[Data supplied]
☆ ☆ ☆ ☆ ☆ ☆ ☆
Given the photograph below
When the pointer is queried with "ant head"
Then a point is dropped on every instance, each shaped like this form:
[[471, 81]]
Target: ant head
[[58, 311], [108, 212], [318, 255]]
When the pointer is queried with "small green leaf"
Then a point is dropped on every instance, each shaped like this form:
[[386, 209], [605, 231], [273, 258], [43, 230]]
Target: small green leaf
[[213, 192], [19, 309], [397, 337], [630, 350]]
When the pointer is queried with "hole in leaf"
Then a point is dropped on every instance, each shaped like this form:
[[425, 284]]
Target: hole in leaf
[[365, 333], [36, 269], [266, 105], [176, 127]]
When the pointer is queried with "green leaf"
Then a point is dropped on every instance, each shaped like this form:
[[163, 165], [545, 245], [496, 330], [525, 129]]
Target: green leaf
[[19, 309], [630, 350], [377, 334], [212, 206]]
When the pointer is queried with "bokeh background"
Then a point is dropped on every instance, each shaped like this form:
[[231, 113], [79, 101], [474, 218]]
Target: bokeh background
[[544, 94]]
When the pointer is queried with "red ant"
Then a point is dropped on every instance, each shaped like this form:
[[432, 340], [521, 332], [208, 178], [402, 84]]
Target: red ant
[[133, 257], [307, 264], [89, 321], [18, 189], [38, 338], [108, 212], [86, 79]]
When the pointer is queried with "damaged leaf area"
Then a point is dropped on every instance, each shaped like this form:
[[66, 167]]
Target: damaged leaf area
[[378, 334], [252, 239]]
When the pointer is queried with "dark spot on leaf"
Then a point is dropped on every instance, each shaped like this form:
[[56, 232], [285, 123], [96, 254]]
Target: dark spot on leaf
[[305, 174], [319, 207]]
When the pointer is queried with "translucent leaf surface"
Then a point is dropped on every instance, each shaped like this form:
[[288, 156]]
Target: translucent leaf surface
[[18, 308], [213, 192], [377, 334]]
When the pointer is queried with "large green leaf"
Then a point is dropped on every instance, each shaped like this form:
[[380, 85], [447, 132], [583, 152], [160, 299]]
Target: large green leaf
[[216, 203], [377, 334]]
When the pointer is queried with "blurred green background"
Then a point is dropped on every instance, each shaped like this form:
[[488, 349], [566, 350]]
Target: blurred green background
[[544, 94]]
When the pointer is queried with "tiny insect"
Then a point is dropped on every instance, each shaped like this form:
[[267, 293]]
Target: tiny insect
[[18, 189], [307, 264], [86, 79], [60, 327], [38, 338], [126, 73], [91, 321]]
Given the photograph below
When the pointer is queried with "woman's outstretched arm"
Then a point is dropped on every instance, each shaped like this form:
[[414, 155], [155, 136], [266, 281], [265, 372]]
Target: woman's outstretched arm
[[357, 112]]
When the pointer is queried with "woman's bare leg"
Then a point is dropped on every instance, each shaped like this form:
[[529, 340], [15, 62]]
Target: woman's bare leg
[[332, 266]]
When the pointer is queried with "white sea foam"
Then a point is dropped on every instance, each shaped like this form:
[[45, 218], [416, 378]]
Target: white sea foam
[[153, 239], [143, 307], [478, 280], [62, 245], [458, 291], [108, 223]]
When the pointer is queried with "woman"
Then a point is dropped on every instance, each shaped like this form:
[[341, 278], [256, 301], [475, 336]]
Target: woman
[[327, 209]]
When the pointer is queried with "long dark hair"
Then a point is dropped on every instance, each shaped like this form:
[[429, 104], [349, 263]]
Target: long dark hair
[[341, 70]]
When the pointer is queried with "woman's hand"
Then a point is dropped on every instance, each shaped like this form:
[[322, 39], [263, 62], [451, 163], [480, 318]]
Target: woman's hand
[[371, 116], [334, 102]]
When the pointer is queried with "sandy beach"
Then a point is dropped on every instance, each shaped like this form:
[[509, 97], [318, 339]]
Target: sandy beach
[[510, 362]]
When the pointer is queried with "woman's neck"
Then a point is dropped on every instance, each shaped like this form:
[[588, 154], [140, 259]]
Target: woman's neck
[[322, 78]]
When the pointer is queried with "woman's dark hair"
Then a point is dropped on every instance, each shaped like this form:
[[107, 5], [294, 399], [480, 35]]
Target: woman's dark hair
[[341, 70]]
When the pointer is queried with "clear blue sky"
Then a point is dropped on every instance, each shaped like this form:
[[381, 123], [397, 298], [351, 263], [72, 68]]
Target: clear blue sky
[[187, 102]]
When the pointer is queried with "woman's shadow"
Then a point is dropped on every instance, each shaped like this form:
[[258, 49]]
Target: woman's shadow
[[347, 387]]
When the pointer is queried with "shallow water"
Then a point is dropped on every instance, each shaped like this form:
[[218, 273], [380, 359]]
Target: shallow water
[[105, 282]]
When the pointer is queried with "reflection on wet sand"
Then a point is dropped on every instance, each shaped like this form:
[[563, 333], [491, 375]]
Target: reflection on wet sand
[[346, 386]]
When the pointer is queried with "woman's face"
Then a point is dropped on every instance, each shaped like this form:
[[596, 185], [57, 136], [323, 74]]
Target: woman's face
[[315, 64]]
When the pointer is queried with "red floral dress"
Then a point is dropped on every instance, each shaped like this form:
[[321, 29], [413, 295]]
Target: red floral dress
☆ ☆ ☆ ☆ ☆ ☆ ☆
[Objective] Return the listing above word for word.

[Exercise response]
Given the photograph below
When the pointer is queried with "ant head"
Then a point is dropped on every instance, each shaped like this form:
[[471, 81]]
Target: ant head
[[58, 311], [108, 212], [318, 255]]
When the pointer is queried with "small green leaf"
Then a point is dropped on every instance, each shaped like this form:
[[386, 209], [605, 231], [273, 258], [43, 230]]
Target: small green leaf
[[213, 192], [19, 309], [397, 337], [630, 350]]
When the pointer is queried with "hole in leaf"
Then a point is dropped on every instance, each shaped like this form:
[[425, 284]]
Target: hole in leaf
[[365, 333], [36, 269], [266, 105], [176, 127]]
When the pointer is queried with "green leaf"
Then a point is dropped on every instance, each shaped like this form:
[[163, 165], [545, 245], [496, 330], [525, 129]]
Target: green leaf
[[19, 309], [630, 350], [377, 334], [212, 206]]
When the pointer is queried with "bokeh background"
Then a point is dropped on every instance, each shaped like this form:
[[231, 113], [79, 101], [474, 218]]
Target: bokeh background
[[544, 94]]
When the pointer is queried with "red ant"
Then a point is dropped on every instance, each shaped like this form:
[[432, 340], [521, 332], [208, 178], [402, 84]]
Target: red ant
[[133, 257], [307, 264], [89, 321], [18, 189], [38, 338], [108, 212], [86, 79]]
When the pointer is queried with "damaged leaf area"
Then a point is dropped on every instance, each shaped like this form:
[[66, 167]]
Target: damaged leaf area
[[378, 334], [252, 239]]
When the pointer is queried with "dark spot on leaf"
Then a point is dropped on every instance, each shaped like this form:
[[56, 232], [285, 123], [96, 254]]
Target: dark spot on leaf
[[305, 174], [319, 207]]
When the pointer is queried with "translucent leaf surface"
Then a point is dropped on every instance, each shaped like this form:
[[288, 156]]
Target: translucent leaf surface
[[18, 308], [213, 192], [377, 334]]
When the pointer is queried with "large green leaf"
Then a point is dropped on every instance, each shaped like this form:
[[380, 85], [447, 132], [583, 152], [160, 299]]
Target: large green leaf
[[216, 203], [377, 334]]
When the pointer is queried with "blurred green background"
Then a point is dropped on every instance, each shaped like this form:
[[488, 349], [566, 350]]
Target: blurred green background
[[544, 94]]
When the pointer is queried with "tiny insect"
Then a point is dropped on every instance, each shaped like this form:
[[267, 293]]
Target: tiny insect
[[18, 189], [307, 264], [86, 79], [60, 327], [38, 338], [126, 73], [91, 321]]
Given the photograph below
When the pointer is queried with "woman's outstretched arm"
Then a point is dropped on every instance, each shaped like this form:
[[414, 155], [155, 136], [266, 281], [265, 372]]
Target: woman's outstretched arm
[[357, 112]]
When the pointer is queried with "woman's bare leg"
Then a point is dropped on every instance, each shaped like this form:
[[529, 340], [15, 62]]
Target: woman's bare leg
[[332, 266]]
When the pointer is queried with "white sea foam"
Then a point is dropped on every instance, each shaped like this form:
[[45, 218], [416, 378]]
Target: white sea foam
[[153, 239], [143, 307], [478, 280], [62, 245], [458, 291], [108, 223]]
When the pointer is queried with "woman"
Then a point is dropped on every instance, each shaped like this form:
[[341, 278], [256, 301], [475, 336]]
Target: woman
[[327, 209]]
When the pointer is queried with "long dark hair"
Then a point is dropped on every instance, each shaped like this form:
[[429, 104], [349, 263]]
Target: long dark hair
[[341, 70]]
When the pointer is queried with "woman's hand"
Then a point is dropped on every instance, each shaped like this form:
[[322, 39], [263, 62], [451, 163], [480, 318]]
Target: woman's hand
[[371, 116], [334, 102]]
When the pointer is queried with "sandy beach"
Then a point is dropped on every instance, each shaped like this form:
[[509, 97], [318, 339]]
Target: sandy beach
[[510, 362]]
When the pointer is queried with "woman's neck"
Then a point is dropped on every instance, each shaped like this form:
[[588, 154], [140, 259]]
Target: woman's neck
[[322, 78]]
When the pointer is queried with "woman's dark hair"
Then a point is dropped on every instance, each shaped like this form:
[[107, 5], [294, 399], [480, 35]]
Target: woman's dark hair
[[341, 70]]
When the pointer is queried with "clear blue sky"
Then a point is dropped on every instance, each shaped like this form:
[[381, 123], [397, 298], [351, 263], [72, 68]]
Target: clear blue sky
[[187, 102]]
When the pointer is queried with "woman's shadow"
Then a point is dropped on every instance, each shaped like this form:
[[258, 49]]
Target: woman's shadow
[[347, 387]]
When the pointer is queried with "shallow water"
Then a point is dropped on every instance, each shaped like this form:
[[218, 273], [380, 359]]
Target: shallow water
[[105, 282]]
When the pointer is queried with "reflection on wet sand"
Then a point is dropped on every instance, each shaped like this form:
[[563, 333], [491, 375]]
Target: reflection on wet sand
[[346, 386]]
When the pointer is queried with "woman's face"
Then a point is dropped on every instance, each shaped like this form:
[[596, 185], [57, 136], [323, 74]]
Target: woman's face
[[315, 64]]
When the pointer is queried with "red floral dress"
Then a point is dropped on every instance, each shaped like this form:
[[321, 29], [413, 295]]
Target: red floral dress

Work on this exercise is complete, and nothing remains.